• **LIST OF TASKS**:
(a) Name every place where the passage on computational complexity says data can be stored during a computation.
(b) Carry on writing the passage on computational complexity, picking up after its last sentence.

• **GIVEN PASSAGE**:

Computers are very fast circuits able to do several basic logical, mathematical and memory operations and we use long sequences of these operations to perform almost every possible task.
They are so fast that we think the elaboration as instantaneous, but if the input is large it may require some time. I still remember the first time I saw a C program run in some seconds and I realized the computation is not always instantaneous. I was implementing some arbitrary precision mathematical operator for greek Pi and Euler number computation and increasing the input size I started noticing that it took some second to complete. The time was proportional to the length of numbers involved, linearly in sum and quadratically in multiplication: that was my first experience with computational complexity.
Computational Complexity
More or less computational complexity is “counting the number of operations required to solve a problem in function of its input size”. For example if we some two number of n digits, how many 1-digit sums we need to perform? Or multiplying two n-digits numbers, how many 1-digit sums and multiplications we need?
In large computation we must take into account also memory impact: if n is 1000 all the computation runs in CPU cache and it is very fast, but if n is 10^8 the input probably is stored in RAM and we need to move data from RAM to cache and vice versa, so each operation is slower. If n is like 10^12 we need to store the information in disk and operations became even slower. In this case the complexity should take into account not only CPU operations also the number of accesses in fast and slow memory.

• **SUPPLIED ENTRIES**:
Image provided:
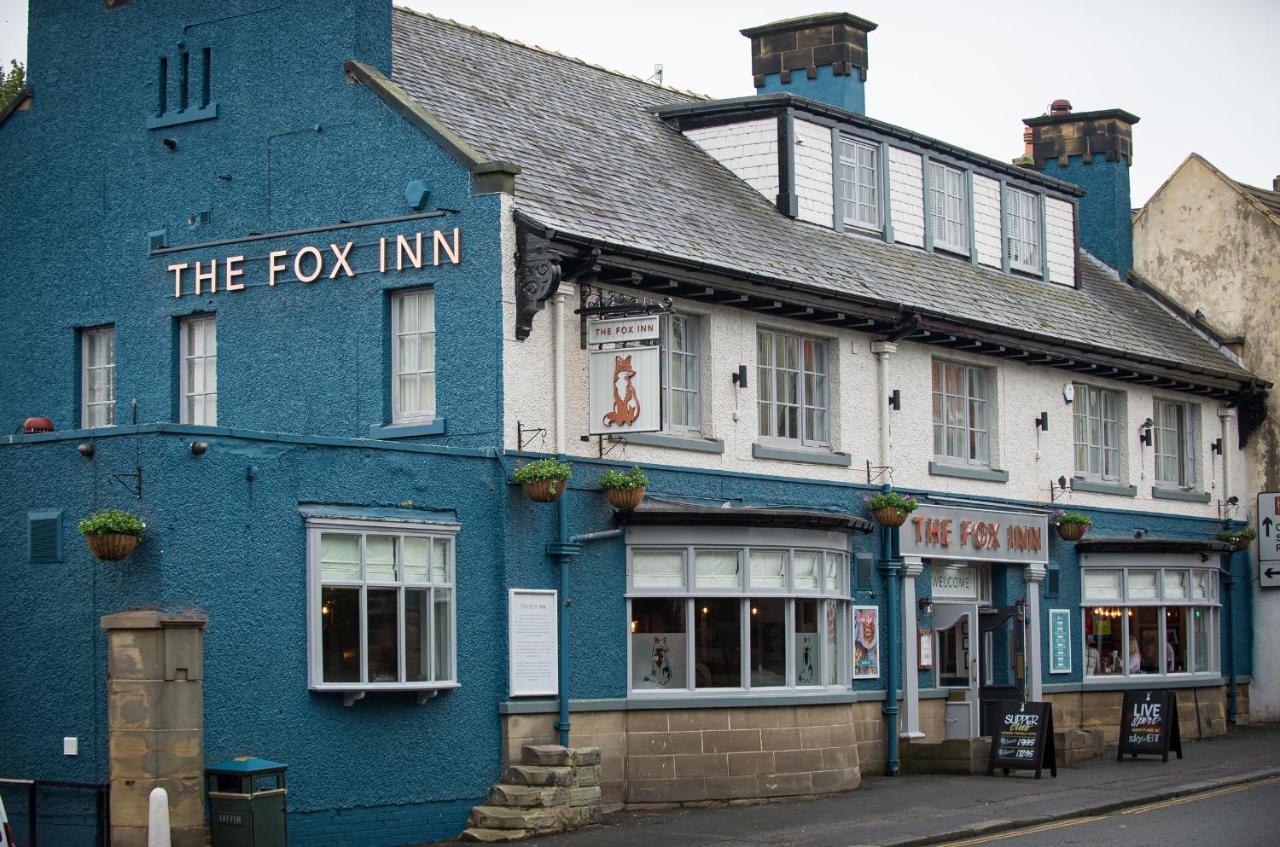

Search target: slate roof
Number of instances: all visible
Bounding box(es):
[392,9,1249,380]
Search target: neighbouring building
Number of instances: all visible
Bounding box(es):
[0,0,1270,844]
[1133,154,1280,719]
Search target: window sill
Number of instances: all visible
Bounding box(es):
[751,443,854,467]
[1151,485,1211,503]
[929,462,1009,482]
[1071,476,1138,496]
[613,432,724,453]
[369,417,444,441]
[147,102,218,129]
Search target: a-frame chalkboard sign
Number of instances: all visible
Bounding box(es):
[1116,688,1183,761]
[987,700,1057,779]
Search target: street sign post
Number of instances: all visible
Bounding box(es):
[1258,491,1280,589]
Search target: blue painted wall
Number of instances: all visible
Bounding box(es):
[755,65,867,115]
[1041,156,1133,276]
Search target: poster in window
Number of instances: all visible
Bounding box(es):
[854,606,879,679]
[631,632,689,690]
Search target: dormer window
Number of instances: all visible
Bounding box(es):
[840,138,883,232]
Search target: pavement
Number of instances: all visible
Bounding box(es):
[496,724,1280,847]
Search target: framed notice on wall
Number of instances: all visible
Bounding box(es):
[507,589,559,697]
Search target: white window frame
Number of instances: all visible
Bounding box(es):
[1080,563,1222,685]
[1071,383,1125,482]
[306,517,460,705]
[1005,186,1044,274]
[390,288,439,424]
[755,326,835,449]
[929,358,997,467]
[81,324,115,430]
[178,315,218,426]
[928,161,969,256]
[1151,397,1199,491]
[626,541,852,699]
[660,313,703,435]
[836,136,884,232]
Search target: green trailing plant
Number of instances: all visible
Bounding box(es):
[79,509,147,536]
[600,467,649,491]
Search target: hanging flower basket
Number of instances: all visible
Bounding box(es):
[79,509,146,562]
[600,467,649,512]
[512,457,573,503]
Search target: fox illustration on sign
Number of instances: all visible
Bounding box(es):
[604,356,640,426]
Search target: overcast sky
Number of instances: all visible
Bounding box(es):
[0,0,1280,206]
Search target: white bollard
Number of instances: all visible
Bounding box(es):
[147,788,170,847]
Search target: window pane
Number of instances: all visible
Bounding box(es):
[631,598,689,688]
[320,532,360,580]
[320,586,360,682]
[795,598,822,686]
[750,598,787,687]
[631,550,685,589]
[1084,606,1124,676]
[694,598,742,688]
[694,550,742,589]
[404,593,431,682]
[751,550,787,589]
[365,589,399,682]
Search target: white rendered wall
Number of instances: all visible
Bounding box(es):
[973,174,1004,267]
[795,120,835,226]
[1044,197,1075,285]
[685,118,778,204]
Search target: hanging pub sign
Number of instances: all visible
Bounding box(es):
[1116,690,1183,761]
[987,700,1057,779]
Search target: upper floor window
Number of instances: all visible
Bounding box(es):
[756,329,831,447]
[1005,188,1041,274]
[933,360,992,464]
[81,326,115,429]
[929,161,969,255]
[1153,399,1198,489]
[1074,385,1121,480]
[179,315,218,426]
[840,138,881,229]
[392,288,435,424]
[662,315,701,432]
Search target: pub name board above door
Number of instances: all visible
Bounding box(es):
[897,505,1048,564]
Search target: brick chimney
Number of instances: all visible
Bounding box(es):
[1023,100,1138,276]
[742,13,876,114]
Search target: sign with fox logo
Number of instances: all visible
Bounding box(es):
[589,347,662,435]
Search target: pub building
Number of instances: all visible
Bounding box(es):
[0,0,1270,844]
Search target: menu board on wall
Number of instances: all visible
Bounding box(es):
[1116,690,1183,761]
[987,700,1057,779]
[507,589,559,697]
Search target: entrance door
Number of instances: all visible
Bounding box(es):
[933,603,982,738]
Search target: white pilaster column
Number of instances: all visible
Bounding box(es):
[901,555,924,738]
[1025,564,1044,701]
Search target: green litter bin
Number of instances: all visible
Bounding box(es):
[205,756,288,847]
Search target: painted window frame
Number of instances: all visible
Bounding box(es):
[306,517,461,705]
[1071,383,1125,482]
[836,133,886,233]
[178,313,218,426]
[1151,397,1199,491]
[79,324,116,430]
[755,326,835,450]
[626,541,852,699]
[931,358,998,468]
[389,287,439,426]
[1080,563,1222,683]
[925,159,973,257]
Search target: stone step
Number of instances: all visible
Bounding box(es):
[502,765,573,786]
[467,806,564,832]
[488,783,577,809]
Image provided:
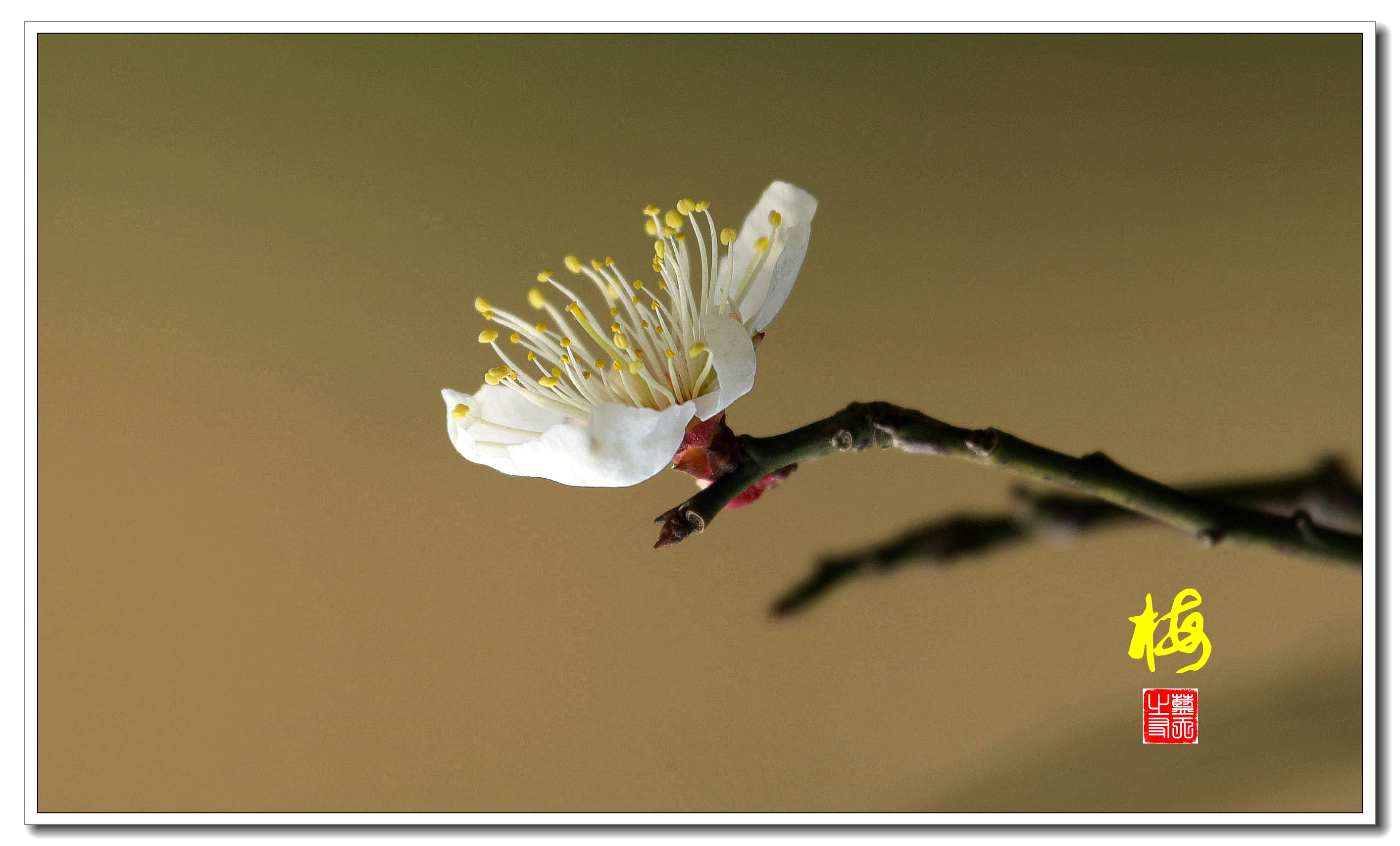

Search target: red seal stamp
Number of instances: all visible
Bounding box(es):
[1143,688,1201,744]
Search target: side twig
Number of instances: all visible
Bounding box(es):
[656,402,1361,563]
[773,459,1361,616]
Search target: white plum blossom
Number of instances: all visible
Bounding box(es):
[443,182,816,488]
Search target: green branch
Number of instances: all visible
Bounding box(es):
[773,459,1361,616]
[656,402,1361,563]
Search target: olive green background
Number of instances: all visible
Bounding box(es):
[38,34,1362,812]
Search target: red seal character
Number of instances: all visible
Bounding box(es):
[1143,688,1201,744]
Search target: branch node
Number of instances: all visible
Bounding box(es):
[1291,508,1317,546]
[832,429,855,452]
[963,429,1001,458]
[1196,528,1225,549]
[1079,449,1120,468]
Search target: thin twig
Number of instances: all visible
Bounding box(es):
[656,402,1361,563]
[773,459,1361,616]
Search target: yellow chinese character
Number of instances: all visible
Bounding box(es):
[1128,588,1211,672]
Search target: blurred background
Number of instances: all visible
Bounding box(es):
[38,34,1362,812]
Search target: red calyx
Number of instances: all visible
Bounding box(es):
[671,413,797,508]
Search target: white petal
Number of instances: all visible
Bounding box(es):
[443,385,567,476]
[508,402,695,488]
[695,314,759,420]
[443,385,695,488]
[715,182,816,332]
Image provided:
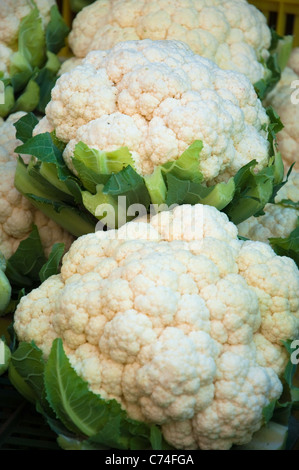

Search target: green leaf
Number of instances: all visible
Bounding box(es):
[235,421,288,450]
[15,132,64,166]
[74,142,134,175]
[46,5,69,54]
[82,184,119,228]
[5,225,47,288]
[57,434,108,450]
[44,338,123,437]
[39,243,65,282]
[144,166,167,205]
[254,53,281,101]
[162,140,204,183]
[18,7,46,67]
[263,400,276,424]
[11,342,45,401]
[9,51,33,93]
[35,67,57,114]
[276,36,294,72]
[0,269,11,317]
[103,166,151,209]
[0,84,15,118]
[166,173,235,210]
[14,112,38,143]
[70,0,95,13]
[12,80,40,113]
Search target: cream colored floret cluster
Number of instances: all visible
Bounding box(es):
[15,205,299,449]
[0,111,73,258]
[34,39,269,182]
[69,0,271,83]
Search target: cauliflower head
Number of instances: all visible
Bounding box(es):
[0,111,74,258]
[238,171,299,243]
[14,204,299,449]
[69,0,271,83]
[34,39,269,182]
[0,0,56,49]
[264,67,299,171]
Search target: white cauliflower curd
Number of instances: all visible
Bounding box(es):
[69,0,271,83]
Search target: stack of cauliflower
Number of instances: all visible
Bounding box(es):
[0,111,73,258]
[15,205,299,449]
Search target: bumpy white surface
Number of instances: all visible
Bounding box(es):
[69,0,271,83]
[238,171,299,243]
[35,39,268,181]
[0,0,56,47]
[14,205,299,449]
[264,67,299,171]
[0,111,74,258]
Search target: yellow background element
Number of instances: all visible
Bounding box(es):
[57,0,299,49]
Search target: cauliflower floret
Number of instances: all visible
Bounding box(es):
[14,205,299,449]
[42,39,269,183]
[238,171,299,243]
[264,67,299,171]
[57,57,82,77]
[0,115,74,258]
[69,0,271,83]
[0,43,13,78]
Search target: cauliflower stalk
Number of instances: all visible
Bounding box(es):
[68,0,289,92]
[14,204,299,449]
[0,0,68,117]
[16,39,283,235]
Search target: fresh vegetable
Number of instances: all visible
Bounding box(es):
[0,0,69,117]
[265,55,299,171]
[15,40,284,236]
[14,204,299,449]
[0,112,73,258]
[238,171,299,263]
[68,0,291,94]
[0,340,11,376]
[288,47,299,75]
[0,252,11,317]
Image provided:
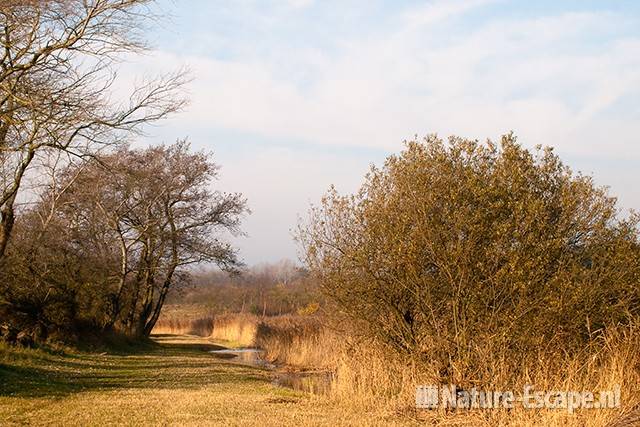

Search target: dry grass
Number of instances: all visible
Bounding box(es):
[153,304,214,337]
[211,314,260,347]
[209,316,640,427]
[0,337,419,426]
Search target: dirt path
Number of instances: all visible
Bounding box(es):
[0,336,416,426]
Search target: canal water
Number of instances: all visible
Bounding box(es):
[210,348,333,394]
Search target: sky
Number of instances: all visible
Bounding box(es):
[122,0,640,264]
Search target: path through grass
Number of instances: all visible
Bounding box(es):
[0,336,407,426]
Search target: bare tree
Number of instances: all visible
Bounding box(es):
[0,0,186,262]
[50,141,246,336]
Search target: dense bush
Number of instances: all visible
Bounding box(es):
[300,135,640,382]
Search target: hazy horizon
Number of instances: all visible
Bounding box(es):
[122,0,640,264]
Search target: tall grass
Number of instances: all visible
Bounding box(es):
[211,314,260,347]
[153,316,214,337]
[208,315,640,427]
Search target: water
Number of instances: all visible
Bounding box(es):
[209,348,273,368]
[209,348,333,394]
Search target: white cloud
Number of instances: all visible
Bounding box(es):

• **THE REPLIES**:
(a) CPU cache, RAM, disk

(b)
All the previous considerations imply an underlying model that can do specify basic actions like mathematical operations or memory movements: it is our computational model, an abstraction of a real computer, similar in capability but easier to study analytically.
In this post we recall some major models proposed in theoretical computer science literature. Why do we propose this argument? Because it is preparatory to the very interesting topics like P vs NP problem.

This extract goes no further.